Exercise -
Format the part of the rows that opens with the line containing "Would you kindly point at the blender jug" and runs through the end of the rows as a JSON list of strings, with one string per line and blank lines omitted.
===== Records shown
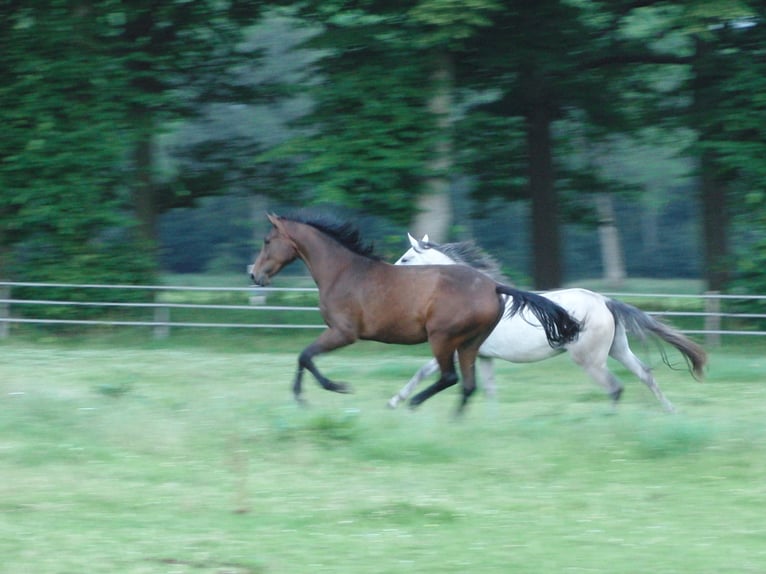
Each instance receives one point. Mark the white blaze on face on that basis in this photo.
(421, 253)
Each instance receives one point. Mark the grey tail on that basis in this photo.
(639, 323)
(559, 326)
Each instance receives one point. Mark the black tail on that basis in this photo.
(636, 321)
(559, 326)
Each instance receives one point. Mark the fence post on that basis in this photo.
(712, 319)
(161, 320)
(5, 327)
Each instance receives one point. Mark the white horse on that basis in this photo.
(520, 338)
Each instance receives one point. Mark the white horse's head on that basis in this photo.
(422, 252)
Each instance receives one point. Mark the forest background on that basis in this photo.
(571, 138)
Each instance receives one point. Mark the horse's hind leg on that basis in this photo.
(445, 360)
(467, 360)
(487, 369)
(425, 371)
(327, 341)
(621, 352)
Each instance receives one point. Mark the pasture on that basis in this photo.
(193, 459)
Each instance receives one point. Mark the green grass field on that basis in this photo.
(193, 459)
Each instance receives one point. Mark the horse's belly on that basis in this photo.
(518, 341)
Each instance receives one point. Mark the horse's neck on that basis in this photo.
(323, 256)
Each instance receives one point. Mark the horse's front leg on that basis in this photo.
(329, 340)
(425, 371)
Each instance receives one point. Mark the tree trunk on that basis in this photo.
(546, 257)
(434, 215)
(143, 189)
(712, 189)
(611, 248)
(715, 226)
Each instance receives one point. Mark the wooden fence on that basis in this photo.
(710, 315)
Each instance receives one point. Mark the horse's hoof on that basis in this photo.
(342, 388)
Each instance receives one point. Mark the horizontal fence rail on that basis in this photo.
(711, 315)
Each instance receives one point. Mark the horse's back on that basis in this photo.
(521, 338)
(430, 298)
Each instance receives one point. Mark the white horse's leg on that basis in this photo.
(425, 371)
(622, 353)
(487, 375)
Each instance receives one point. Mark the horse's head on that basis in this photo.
(278, 250)
(422, 252)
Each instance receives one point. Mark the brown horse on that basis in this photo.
(454, 308)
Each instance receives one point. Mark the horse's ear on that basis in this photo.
(275, 220)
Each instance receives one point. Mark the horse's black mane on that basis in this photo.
(468, 253)
(344, 232)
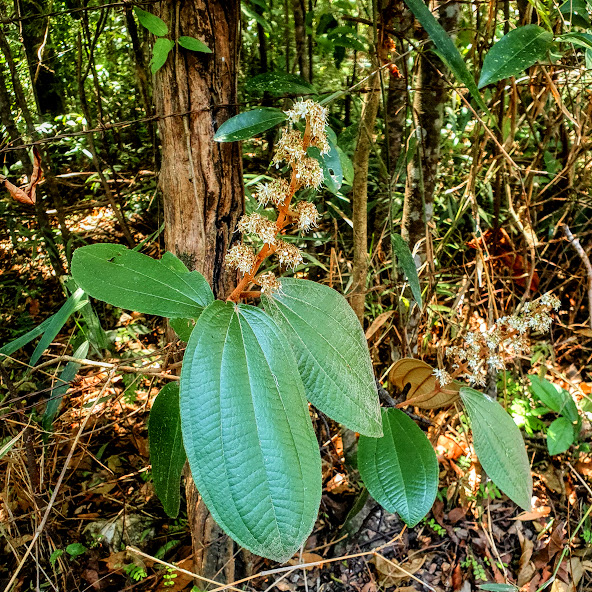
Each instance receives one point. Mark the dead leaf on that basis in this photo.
(388, 572)
(26, 195)
(540, 512)
(425, 391)
(378, 322)
(306, 558)
(456, 515)
(526, 568)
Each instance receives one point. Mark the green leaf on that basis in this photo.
(446, 49)
(407, 264)
(248, 124)
(515, 52)
(247, 430)
(75, 549)
(63, 384)
(576, 12)
(193, 44)
(499, 446)
(74, 303)
(560, 436)
(133, 281)
(491, 587)
(557, 400)
(167, 454)
(160, 53)
(331, 351)
(400, 469)
(183, 327)
(278, 83)
(151, 22)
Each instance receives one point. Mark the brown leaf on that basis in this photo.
(526, 568)
(388, 572)
(26, 195)
(540, 512)
(425, 390)
(378, 322)
(457, 577)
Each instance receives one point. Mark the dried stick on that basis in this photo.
(575, 243)
(58, 484)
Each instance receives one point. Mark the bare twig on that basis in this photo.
(575, 243)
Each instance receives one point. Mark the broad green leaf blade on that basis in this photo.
(183, 328)
(446, 49)
(407, 264)
(151, 22)
(130, 280)
(62, 385)
(499, 446)
(515, 52)
(74, 303)
(248, 124)
(400, 469)
(247, 430)
(331, 351)
(278, 83)
(193, 44)
(560, 436)
(557, 400)
(16, 344)
(167, 454)
(160, 53)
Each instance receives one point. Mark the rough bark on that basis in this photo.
(428, 105)
(360, 198)
(201, 183)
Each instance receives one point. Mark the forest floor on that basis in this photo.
(101, 500)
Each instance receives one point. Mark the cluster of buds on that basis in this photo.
(492, 348)
(306, 172)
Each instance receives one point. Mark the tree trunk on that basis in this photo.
(428, 105)
(360, 198)
(201, 183)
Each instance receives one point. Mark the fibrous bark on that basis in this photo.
(201, 184)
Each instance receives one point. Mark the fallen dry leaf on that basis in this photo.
(425, 390)
(540, 512)
(388, 572)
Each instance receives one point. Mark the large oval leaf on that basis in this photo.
(499, 446)
(331, 351)
(515, 52)
(167, 454)
(248, 124)
(400, 469)
(247, 430)
(130, 280)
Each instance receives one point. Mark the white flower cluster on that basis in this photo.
(268, 282)
(308, 215)
(316, 117)
(289, 255)
(274, 192)
(241, 257)
(306, 172)
(260, 226)
(506, 339)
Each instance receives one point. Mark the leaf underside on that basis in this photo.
(167, 454)
(247, 430)
(400, 469)
(499, 446)
(133, 281)
(331, 352)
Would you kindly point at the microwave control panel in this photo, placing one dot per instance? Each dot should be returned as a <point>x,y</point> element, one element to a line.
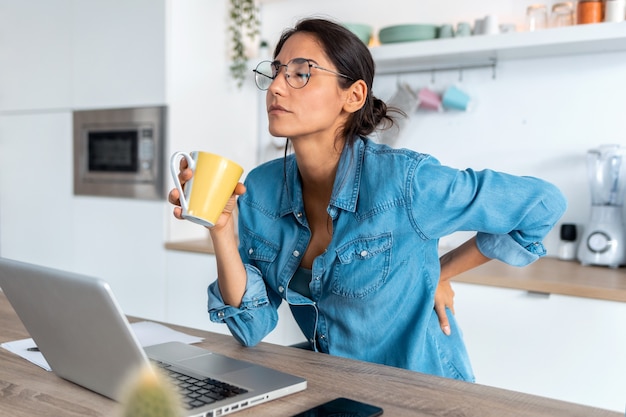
<point>119,152</point>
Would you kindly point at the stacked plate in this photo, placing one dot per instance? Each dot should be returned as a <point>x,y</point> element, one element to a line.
<point>407,33</point>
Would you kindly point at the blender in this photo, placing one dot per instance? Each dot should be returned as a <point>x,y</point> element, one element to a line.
<point>604,239</point>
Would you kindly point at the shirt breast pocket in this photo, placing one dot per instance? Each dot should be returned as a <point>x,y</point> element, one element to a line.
<point>259,251</point>
<point>362,266</point>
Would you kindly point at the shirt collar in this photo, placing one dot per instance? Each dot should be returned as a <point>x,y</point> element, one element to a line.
<point>346,187</point>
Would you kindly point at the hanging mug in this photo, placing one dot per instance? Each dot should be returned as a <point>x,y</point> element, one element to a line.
<point>456,99</point>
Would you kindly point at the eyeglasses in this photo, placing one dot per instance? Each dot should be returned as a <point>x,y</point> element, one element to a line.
<point>297,72</point>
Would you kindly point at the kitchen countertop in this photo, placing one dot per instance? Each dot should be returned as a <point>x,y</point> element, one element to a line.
<point>547,275</point>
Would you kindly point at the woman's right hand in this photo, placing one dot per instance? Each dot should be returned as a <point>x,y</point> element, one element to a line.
<point>184,175</point>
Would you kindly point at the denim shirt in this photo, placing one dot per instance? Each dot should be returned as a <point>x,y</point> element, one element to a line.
<point>372,290</point>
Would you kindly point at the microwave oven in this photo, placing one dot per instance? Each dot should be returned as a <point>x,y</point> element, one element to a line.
<point>119,152</point>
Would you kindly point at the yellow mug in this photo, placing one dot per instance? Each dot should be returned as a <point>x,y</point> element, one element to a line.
<point>206,194</point>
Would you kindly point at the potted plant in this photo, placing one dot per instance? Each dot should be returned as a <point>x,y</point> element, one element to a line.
<point>244,23</point>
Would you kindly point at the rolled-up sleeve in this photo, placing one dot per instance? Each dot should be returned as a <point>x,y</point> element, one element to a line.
<point>257,315</point>
<point>511,214</point>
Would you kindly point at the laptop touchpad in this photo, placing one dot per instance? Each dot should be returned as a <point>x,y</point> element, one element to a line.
<point>214,364</point>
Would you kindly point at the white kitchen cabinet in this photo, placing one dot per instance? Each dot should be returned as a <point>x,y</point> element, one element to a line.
<point>35,54</point>
<point>189,275</point>
<point>69,54</point>
<point>118,53</point>
<point>555,346</point>
<point>35,188</point>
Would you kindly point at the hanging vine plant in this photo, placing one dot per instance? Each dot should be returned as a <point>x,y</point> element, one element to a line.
<point>244,22</point>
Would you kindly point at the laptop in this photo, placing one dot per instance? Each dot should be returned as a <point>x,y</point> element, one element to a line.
<point>85,337</point>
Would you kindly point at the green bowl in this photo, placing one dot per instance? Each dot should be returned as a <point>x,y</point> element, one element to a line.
<point>362,31</point>
<point>407,33</point>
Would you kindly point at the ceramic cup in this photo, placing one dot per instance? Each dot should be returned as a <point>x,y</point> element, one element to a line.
<point>428,99</point>
<point>456,99</point>
<point>491,25</point>
<point>206,194</point>
<point>463,29</point>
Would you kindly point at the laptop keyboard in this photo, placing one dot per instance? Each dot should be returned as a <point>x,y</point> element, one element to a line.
<point>197,392</point>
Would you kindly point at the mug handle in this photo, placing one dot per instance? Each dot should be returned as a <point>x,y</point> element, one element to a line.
<point>174,168</point>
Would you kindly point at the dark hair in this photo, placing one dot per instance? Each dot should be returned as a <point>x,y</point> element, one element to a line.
<point>352,58</point>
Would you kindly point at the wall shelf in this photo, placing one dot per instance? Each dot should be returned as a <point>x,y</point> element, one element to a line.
<point>487,50</point>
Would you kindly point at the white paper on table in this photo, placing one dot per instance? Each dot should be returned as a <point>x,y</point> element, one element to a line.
<point>147,333</point>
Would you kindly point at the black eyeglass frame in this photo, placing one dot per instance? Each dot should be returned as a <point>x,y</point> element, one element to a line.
<point>276,65</point>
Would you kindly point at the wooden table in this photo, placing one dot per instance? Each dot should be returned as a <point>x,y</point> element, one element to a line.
<point>27,390</point>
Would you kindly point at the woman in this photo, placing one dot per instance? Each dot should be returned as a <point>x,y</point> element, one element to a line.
<point>346,230</point>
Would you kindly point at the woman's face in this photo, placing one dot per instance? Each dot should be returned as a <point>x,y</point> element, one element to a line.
<point>314,111</point>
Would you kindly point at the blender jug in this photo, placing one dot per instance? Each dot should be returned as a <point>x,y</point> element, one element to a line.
<point>604,239</point>
<point>606,173</point>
==========
Written response -
[
  "Would you kindly point at the blender jug in this photo, placing one dot per instance? Each dot should be returned as a <point>x,y</point> element, one element to a line.",
  "<point>604,239</point>",
  "<point>606,173</point>"
]